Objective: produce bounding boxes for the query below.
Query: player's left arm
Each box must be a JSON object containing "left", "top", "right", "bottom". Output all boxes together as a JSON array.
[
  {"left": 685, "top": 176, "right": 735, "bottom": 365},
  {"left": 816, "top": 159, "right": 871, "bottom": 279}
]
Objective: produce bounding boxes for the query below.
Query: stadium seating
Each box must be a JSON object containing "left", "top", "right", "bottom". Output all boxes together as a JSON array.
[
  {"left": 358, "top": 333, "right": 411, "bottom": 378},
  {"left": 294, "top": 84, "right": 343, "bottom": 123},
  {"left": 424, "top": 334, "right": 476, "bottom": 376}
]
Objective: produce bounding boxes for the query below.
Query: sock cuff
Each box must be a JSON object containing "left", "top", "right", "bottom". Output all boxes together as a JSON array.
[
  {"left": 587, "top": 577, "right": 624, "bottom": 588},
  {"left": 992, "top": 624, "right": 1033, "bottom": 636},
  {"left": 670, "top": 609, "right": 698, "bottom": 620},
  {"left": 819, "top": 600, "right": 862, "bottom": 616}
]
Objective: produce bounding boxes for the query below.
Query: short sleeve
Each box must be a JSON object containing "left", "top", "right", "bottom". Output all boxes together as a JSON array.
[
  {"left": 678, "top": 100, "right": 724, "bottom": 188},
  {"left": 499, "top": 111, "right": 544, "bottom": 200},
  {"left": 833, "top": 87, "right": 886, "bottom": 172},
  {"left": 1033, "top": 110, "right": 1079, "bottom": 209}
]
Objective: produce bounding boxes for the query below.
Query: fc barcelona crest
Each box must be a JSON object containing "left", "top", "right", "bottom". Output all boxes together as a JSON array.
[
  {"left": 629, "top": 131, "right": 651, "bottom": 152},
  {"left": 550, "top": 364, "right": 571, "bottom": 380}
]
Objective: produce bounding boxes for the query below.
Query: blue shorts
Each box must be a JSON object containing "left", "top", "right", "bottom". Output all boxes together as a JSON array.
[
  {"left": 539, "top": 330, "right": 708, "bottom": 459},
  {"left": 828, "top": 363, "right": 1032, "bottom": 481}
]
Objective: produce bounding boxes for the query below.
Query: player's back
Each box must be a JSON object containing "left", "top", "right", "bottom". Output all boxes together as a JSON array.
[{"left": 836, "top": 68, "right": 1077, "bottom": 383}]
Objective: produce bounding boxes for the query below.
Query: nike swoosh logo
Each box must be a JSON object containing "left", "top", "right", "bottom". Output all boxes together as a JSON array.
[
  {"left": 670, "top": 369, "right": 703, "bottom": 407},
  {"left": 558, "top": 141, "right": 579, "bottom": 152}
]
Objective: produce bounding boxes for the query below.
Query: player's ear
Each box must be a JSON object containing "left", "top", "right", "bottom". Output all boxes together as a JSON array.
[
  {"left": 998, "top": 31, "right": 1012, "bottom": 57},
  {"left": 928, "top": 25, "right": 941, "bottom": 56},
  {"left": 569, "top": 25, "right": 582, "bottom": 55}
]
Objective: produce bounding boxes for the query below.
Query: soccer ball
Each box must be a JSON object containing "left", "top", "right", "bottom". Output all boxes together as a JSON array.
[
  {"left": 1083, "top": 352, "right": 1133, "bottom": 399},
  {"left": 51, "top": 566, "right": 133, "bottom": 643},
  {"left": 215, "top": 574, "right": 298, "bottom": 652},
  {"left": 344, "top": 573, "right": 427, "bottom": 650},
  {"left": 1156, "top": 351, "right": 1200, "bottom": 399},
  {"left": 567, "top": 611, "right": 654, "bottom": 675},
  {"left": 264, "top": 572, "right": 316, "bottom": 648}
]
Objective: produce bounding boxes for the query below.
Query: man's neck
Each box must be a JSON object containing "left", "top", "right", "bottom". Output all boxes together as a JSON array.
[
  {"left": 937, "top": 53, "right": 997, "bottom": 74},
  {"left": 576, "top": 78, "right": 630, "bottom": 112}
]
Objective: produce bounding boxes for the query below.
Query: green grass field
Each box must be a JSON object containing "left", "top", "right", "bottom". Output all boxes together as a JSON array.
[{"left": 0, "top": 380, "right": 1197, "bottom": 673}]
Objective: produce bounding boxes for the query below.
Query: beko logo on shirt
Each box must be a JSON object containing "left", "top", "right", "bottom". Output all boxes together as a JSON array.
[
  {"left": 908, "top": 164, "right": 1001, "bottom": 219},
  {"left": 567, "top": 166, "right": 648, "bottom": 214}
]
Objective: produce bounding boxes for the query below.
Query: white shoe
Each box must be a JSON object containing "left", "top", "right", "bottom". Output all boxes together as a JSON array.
+--
PROBLEM STATEMENT → Your answer should consist of the lines above that hold the word "player", copied exactly.

EXERCISE OUTPUT →
Query: player's left arm
Query: player's back
Query: player's ear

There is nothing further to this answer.